**** Text shown ****

The sponsors of the bill also showed the results of an opinion poll where 79 percent of those questioned said that raising the legal drinking age would be the most effective way of trying to fight alcohol abuse.
“It is important to emphasize that two thirds of those asked are from the younger generation and they supported raising the minimum legal drinking age,” they added.
This will be the fourth time Belyakov has submitted the proposal to the Lower House. The lawmaker drafted similar bills in 2009, 2012 and 2013, but none of them even made it to a first reading.
Belyakov’s plans were met with scorn by officials and rival politicians, who oppose the idea and have called it populist and illogical.
Sultan Khamzayev of the Russian Public Chamber said that the bill had been prepared in haste and that the whole situation brought suspicions that its sponsors only sought self-promotion when they were drafting a “raw” document in the middle of public discussion.
The head of the Lower House Health Committee Sergey Kalashnikov (LDPR) called Belyakov’s bill “a mockery” and a completely mindless copy of a US legislation. He added that all arguments against the suggestion were well known with the main point that it is wrong to restrict choices of a full-pledged citizen.

**** Records ****

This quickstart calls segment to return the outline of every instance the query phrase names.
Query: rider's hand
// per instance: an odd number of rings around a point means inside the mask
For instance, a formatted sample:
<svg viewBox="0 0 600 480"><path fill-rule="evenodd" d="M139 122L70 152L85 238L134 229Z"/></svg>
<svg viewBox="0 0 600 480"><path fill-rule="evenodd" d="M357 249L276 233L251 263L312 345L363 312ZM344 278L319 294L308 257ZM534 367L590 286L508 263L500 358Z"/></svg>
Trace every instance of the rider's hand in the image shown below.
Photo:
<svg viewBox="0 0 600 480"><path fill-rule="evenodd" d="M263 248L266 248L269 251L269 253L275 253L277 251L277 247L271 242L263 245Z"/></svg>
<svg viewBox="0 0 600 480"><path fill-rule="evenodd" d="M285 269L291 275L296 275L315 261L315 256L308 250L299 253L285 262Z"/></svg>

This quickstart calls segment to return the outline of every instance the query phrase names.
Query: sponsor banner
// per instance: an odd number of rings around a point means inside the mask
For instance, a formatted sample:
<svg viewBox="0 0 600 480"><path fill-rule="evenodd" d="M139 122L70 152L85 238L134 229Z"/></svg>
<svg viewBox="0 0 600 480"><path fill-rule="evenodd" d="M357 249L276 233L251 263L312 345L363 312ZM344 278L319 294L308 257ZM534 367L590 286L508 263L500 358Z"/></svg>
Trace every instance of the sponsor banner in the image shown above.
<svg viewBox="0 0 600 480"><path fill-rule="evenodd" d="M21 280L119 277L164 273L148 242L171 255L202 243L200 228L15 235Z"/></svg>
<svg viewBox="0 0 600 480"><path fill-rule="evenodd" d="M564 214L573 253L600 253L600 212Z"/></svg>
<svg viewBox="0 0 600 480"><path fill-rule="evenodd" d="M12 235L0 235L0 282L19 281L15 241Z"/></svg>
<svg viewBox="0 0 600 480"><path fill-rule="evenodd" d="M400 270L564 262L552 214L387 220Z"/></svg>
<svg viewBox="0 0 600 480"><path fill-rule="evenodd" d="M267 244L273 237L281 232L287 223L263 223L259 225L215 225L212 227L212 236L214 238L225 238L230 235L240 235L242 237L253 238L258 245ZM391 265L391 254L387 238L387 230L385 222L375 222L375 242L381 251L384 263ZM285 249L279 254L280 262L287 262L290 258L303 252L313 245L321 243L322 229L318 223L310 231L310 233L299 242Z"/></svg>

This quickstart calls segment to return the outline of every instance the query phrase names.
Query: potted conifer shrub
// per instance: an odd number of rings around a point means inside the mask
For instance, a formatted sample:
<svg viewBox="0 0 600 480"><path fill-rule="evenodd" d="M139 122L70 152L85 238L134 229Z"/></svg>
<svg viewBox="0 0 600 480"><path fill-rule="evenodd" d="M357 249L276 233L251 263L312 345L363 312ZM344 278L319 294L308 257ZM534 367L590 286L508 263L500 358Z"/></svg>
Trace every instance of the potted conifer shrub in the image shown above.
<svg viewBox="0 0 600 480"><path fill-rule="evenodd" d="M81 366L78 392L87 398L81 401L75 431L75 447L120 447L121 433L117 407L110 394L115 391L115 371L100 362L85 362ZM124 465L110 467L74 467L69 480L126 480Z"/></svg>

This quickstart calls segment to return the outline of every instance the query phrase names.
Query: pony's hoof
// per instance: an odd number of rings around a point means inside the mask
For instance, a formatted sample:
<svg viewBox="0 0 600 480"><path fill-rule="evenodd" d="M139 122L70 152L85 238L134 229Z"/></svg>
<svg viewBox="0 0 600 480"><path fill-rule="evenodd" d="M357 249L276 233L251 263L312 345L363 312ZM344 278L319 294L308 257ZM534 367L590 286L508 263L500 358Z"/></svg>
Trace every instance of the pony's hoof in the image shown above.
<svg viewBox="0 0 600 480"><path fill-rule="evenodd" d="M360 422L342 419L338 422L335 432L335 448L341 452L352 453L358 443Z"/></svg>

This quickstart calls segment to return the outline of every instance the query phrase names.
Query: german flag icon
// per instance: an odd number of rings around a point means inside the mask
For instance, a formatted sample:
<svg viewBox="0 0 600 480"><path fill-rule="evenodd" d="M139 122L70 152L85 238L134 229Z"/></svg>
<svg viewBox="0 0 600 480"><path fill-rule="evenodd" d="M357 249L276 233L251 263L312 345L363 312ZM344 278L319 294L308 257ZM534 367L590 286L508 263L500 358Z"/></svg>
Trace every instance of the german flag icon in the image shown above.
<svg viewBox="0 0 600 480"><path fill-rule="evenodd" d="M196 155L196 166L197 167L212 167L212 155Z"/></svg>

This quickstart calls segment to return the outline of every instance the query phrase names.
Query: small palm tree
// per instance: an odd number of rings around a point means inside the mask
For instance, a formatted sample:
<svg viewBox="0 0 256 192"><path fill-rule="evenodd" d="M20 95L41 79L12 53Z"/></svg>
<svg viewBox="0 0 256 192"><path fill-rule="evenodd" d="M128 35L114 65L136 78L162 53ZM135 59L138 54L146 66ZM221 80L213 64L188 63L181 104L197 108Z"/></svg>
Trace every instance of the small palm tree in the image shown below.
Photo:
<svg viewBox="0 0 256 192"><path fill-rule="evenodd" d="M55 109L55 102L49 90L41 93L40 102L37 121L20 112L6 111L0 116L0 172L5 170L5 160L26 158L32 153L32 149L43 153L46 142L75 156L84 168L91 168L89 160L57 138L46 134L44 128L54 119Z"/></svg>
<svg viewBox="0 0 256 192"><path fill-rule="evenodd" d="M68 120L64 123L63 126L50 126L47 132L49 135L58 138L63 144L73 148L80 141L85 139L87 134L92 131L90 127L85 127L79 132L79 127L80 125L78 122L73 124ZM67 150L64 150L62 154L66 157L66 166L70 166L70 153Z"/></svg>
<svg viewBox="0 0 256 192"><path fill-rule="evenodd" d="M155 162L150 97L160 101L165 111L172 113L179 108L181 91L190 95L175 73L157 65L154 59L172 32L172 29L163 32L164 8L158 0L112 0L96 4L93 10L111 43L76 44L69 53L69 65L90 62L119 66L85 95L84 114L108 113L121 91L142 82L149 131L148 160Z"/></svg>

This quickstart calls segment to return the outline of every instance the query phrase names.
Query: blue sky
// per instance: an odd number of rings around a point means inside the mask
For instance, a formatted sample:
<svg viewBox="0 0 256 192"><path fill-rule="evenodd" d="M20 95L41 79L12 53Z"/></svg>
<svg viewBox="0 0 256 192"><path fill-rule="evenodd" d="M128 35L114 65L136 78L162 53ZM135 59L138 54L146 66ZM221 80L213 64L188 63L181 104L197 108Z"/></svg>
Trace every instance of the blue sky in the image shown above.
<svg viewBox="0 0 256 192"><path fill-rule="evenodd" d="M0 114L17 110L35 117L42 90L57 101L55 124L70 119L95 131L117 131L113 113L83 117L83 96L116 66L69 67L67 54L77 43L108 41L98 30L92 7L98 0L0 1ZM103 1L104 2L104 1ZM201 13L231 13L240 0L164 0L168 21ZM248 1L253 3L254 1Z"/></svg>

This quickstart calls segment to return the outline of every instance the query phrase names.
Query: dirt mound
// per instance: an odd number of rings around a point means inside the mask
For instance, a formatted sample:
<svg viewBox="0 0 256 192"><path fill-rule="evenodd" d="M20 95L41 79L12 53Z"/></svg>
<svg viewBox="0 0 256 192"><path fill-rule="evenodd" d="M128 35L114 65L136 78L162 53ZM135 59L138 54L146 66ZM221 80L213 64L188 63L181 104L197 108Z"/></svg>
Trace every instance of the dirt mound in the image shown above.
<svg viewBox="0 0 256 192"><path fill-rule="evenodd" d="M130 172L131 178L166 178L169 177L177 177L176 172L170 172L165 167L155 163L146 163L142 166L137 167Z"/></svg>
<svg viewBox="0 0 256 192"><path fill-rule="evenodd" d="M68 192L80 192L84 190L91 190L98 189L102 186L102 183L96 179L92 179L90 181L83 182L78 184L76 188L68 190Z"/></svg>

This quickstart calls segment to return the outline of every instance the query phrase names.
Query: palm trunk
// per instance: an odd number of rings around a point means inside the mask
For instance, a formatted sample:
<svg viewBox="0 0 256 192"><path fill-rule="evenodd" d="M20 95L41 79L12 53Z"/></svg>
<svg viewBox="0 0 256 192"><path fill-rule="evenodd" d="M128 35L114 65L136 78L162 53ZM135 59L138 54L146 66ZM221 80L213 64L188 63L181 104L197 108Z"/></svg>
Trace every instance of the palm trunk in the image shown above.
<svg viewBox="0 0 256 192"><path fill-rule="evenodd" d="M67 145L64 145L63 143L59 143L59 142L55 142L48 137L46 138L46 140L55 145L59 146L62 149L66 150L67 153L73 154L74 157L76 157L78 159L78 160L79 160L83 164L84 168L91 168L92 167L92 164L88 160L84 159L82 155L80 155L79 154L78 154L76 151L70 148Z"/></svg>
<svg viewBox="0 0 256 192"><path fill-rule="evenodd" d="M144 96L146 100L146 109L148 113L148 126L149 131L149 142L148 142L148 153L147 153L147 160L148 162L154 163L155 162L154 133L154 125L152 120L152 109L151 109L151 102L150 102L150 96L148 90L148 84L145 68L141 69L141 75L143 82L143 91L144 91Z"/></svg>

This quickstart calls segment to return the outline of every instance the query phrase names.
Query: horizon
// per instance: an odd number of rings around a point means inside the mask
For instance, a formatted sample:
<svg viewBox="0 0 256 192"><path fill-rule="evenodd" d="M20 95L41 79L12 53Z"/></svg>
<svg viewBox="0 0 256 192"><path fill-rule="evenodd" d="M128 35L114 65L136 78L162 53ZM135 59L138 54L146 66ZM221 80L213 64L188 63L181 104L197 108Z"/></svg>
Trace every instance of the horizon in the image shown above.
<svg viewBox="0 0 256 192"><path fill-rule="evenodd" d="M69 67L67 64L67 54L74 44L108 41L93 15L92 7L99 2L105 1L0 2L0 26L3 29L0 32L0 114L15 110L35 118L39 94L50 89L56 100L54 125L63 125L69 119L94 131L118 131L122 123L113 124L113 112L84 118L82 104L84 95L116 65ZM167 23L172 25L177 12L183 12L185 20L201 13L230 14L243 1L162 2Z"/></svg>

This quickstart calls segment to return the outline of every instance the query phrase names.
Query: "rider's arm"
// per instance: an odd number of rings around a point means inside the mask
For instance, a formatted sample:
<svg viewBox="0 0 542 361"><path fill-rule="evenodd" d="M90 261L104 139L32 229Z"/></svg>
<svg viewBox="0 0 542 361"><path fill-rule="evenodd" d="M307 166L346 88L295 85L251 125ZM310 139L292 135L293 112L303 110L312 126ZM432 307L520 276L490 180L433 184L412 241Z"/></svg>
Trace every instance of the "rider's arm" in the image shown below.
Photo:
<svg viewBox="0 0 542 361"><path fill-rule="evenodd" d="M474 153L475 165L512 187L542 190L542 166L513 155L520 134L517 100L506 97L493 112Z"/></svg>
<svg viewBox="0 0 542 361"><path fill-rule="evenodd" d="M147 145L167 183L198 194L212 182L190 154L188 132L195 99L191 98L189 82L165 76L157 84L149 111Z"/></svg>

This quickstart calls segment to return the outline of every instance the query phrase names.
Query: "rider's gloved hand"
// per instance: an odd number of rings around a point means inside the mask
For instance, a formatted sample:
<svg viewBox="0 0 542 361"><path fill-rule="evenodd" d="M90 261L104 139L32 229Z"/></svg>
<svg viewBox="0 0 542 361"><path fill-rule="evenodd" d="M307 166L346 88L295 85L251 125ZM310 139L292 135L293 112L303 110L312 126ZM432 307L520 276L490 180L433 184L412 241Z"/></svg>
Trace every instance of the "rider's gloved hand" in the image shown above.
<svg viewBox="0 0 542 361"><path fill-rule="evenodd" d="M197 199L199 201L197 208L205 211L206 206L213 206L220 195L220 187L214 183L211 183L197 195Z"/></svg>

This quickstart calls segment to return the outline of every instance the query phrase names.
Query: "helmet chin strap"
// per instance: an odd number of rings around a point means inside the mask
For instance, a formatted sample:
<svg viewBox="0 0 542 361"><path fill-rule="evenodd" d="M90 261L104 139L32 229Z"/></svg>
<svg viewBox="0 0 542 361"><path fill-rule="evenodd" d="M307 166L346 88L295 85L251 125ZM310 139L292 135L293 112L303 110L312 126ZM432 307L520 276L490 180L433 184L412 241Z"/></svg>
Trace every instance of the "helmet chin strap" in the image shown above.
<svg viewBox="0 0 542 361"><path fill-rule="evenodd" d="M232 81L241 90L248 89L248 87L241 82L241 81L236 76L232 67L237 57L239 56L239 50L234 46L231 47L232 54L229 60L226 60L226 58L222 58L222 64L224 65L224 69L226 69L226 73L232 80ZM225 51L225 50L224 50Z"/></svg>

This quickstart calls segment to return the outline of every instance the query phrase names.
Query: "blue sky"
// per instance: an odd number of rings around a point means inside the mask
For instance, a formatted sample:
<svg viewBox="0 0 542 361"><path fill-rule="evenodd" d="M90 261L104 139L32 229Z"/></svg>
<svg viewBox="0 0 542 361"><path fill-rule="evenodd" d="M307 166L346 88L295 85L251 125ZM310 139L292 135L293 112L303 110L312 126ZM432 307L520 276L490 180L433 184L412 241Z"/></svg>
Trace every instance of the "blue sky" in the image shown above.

****

Work instruction
Resume the passage about Belyakov's bill to raise the legal drinking age, picking up right after its last sentence. The records have no connection to the text.

Response area
“People who are 18 can marry and have children, take care of their children and be responsible for them, but they will not be allowed to enter liquor stores and make purchases there. We summon men to military forces at 18, hand them rifles and let them decide how they want to live - yet still they will not be able to buy vodka? This is a pure mockery,” Kalashnikov said, as cited by TASS.
Earlier this year the State Duma rejected the government’s suggestion to introduce fines for pedestrians who refuse to undergo medical sobriety tests as a part of a broader administrative law that forbids the consumption of alcohol in public places. The lawmakers noted that even if the tests prove a suspect is drunk, it will be necessary to prove that he or she was drinking in a public place and not somewhere where it is allowed, such as at home or in a restaurant.
In February, the Justice Ministry rejected a registration application from the Russian Prohibition Party because the activists failed to open the sufficient number of regional branches.